• _EXERCISE TEXT_
This morning, there was a full solar eclipse and a super moon. Over other continents. I have astronomical envy…especially since we’re getting snow here in NYC, on this first day of spring.
I’ve been trying to keep my personal life energies and ALC life energies separate this week more so than usual, and I felt like I was succeeding in doing that mostly…being here so fully (as always) when I’m here and home when I’m home. Sitting down to reflect now and hold the two next to each other, they’ve both been full of challenges, surprises, small gifts, and reminders of things I knew and forgot.
With some of our more powerfully grounded and inspiring curious teenagers off-site, a newer student struggling to hold focus during meetings, two younger visitors who also struggled with meetings, two culture committee submissions to address on Monday, interns and volunteers cancelling or calling out for various reasons, AND THEN Ryan and Douglas both getting sick…the week was a bit of a struggle. Mostly at beginnings and endings of days. And Monday and Wednesday when a certain avid Red Crucible player brought some intense (and infectious) game rage to the MakerSpace. Things were feeling super imbalanced for most of the week, and I found myself with both shakes and headaches almost constantly.
But we had @Tomis <3 this week. Monday, we had a teenage girl visit, and she played hours of MM with Askani, Lyla, and Thanos before they all worked on helping Tomis create text for a webpage he’s working on. Tuesday, I played Hobbit Loveletter for the first time (the game isn’t widely available yet…It was discovered on a trip to the Uncommons, where it’s available for play and purchase before it hits the market). Wednesday, I was so present to my gratitude for my amazing partners in this work (and how awe-some this work is and how awe-some my life is) made me feel somewhat invincible. Thursday, I had a blast in the park with Jesse and Lyla. And today I watched Labyrinth with Askani, Alfie, Timo, and a rotation of Oliver/James/Logan/Adin. Then Alfie and Logan wrestled in the dark with David Bowie blasting in the background and my laughing a lot.
Between winter, kids growing, and new teenagers enrolling, I’ve been doing lots of salon-style facilitating. This involves sitting somewhere (usually with a cup of tea) and doing something with my hands (drawing, wire weaving, fidgeting) while we have philosophical conversations about everything. It’s been lovely–my academic brain has been quite happy–but when the balance tips again towards high energy munchkins and the weather turns warm for a second, I’m reminded of a bunch of aspects of facilitation that I’d forgotten about. Like helping kids learn to share and use their words to solve disagreements. Checking before leaving if anyone needs the bathroom. Making sure there’s a spotter for those jumping off furniture onto mattresses. Explaining how things are spelled, what signs say, and what different organs do to fascinated audiences (Your heart’s a muscle?!?). Declaring my love for a friend, being challenged by a 6 year old that if I don’t want to marry this person then I don’t love them, and getting to answer that there are lots of kinds of loves (***munchkin***mind***blown***). Facilitating for slightly less self-aware humans is always super fun and humbling the first time I do it after a long break. Especially when they want to race through the park and climb trees. They challenge me and constantly remind me not to be such a boring grown up 😉 They make me feel absurd for taking little things too seriously and forgetting how quickly time flows, with changes constantly inspiring new growth and breathing new life into old lessons.

• _PROVIDED RECORDS_
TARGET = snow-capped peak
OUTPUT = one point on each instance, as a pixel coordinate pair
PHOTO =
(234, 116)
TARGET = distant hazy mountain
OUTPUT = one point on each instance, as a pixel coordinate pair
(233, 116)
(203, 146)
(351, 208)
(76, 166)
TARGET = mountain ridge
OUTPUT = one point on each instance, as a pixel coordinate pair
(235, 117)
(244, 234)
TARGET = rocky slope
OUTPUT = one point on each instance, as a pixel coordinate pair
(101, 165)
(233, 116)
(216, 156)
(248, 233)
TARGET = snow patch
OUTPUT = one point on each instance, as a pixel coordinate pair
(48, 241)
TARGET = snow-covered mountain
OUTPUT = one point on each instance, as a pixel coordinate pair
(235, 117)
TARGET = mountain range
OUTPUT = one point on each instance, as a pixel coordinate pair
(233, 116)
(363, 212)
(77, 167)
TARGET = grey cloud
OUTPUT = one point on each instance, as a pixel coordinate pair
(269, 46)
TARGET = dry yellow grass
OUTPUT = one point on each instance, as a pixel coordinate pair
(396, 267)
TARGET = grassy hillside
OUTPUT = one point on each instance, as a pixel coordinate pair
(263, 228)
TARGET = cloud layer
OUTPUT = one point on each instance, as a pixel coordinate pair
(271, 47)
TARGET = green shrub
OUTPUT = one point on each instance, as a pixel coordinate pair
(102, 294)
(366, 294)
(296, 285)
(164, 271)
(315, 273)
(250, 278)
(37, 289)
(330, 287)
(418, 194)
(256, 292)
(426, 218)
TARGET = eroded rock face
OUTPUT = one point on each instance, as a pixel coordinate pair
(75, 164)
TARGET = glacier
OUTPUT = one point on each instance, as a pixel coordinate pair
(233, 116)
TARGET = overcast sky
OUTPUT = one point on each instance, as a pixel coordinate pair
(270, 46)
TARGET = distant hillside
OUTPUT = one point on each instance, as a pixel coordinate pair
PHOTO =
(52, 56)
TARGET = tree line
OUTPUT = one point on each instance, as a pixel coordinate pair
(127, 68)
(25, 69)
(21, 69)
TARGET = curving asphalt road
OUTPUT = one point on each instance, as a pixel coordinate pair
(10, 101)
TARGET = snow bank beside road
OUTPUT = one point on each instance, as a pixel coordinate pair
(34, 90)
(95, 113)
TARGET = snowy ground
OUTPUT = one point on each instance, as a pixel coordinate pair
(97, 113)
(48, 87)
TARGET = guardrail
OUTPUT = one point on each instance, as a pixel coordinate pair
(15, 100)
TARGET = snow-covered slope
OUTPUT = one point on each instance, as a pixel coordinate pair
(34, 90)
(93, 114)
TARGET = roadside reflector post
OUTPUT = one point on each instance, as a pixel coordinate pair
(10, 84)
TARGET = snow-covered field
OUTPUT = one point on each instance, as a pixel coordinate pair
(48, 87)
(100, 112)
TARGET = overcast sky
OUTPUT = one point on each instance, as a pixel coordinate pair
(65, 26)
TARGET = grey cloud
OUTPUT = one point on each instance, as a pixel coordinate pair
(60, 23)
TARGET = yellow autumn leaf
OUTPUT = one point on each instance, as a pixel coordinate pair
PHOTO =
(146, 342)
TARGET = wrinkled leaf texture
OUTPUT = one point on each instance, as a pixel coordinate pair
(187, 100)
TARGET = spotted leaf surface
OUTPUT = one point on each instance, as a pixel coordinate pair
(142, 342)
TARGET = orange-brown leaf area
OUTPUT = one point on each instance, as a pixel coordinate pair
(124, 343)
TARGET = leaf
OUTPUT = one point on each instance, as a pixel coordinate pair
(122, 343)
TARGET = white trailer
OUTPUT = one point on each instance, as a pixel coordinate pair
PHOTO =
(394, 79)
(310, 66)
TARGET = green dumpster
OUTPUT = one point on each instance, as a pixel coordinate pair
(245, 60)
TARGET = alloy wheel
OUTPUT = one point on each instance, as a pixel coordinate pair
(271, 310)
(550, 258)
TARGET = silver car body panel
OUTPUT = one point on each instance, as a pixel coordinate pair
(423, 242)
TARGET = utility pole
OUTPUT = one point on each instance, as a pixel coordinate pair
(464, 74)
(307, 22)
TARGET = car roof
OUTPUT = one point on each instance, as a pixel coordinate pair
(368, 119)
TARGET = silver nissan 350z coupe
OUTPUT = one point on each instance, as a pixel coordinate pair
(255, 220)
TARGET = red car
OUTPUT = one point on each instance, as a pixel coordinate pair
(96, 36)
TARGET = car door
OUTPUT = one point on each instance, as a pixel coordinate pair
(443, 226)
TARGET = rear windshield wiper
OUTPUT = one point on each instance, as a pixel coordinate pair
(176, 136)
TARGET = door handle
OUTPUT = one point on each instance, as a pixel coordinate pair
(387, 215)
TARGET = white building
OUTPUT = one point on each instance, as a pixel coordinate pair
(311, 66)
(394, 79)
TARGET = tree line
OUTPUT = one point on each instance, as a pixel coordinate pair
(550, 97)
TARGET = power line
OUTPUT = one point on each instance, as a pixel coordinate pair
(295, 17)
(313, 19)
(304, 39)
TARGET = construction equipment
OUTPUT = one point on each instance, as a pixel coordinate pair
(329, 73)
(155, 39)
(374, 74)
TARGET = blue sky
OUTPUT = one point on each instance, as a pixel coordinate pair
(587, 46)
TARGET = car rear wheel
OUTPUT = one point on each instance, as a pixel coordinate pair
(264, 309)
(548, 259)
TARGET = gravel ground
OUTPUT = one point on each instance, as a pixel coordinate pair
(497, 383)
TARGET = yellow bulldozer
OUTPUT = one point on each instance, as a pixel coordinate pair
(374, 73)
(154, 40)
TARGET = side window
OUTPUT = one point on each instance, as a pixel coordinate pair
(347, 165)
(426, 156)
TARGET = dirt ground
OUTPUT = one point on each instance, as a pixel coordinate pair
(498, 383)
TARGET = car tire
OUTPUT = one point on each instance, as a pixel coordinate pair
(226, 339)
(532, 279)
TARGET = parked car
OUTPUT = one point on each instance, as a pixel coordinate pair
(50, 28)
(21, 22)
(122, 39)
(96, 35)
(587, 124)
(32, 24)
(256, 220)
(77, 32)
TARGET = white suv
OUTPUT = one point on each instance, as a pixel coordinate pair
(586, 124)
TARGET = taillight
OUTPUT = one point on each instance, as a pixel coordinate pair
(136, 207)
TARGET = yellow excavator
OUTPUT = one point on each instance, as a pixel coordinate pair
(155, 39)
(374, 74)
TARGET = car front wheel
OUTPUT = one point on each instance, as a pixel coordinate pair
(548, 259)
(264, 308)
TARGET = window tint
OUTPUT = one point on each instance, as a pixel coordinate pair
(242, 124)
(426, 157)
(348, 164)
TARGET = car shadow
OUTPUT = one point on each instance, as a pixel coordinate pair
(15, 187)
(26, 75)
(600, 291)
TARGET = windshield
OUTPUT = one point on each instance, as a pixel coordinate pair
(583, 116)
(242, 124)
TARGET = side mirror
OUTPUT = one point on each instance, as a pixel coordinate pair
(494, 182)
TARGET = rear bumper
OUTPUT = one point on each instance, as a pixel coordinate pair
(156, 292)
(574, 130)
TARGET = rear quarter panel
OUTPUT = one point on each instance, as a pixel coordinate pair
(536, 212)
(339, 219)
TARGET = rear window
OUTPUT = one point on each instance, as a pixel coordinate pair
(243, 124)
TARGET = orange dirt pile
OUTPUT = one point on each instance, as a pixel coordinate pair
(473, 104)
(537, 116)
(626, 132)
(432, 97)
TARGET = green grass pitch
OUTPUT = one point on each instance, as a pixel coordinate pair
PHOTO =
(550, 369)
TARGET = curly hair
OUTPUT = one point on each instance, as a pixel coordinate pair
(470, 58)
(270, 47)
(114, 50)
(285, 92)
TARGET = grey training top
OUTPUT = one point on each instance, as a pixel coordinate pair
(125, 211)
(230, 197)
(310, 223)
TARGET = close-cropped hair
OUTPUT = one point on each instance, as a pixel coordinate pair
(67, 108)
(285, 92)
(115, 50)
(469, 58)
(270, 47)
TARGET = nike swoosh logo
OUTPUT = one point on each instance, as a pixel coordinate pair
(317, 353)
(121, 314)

• _DIRECTIONS_
Rewrite everything in the weekly reflection from "This morning, there" down to "day of spring.", putting "rain" in place of "snow". The material has nothing to do with what comes next.

• _EXERCISE SOLUTION_
This morning, there was a full solar eclipse and a super moon. Over other continents. I have astronomical envy…especially since we’re getting rain here in NYC, on this first day of spring.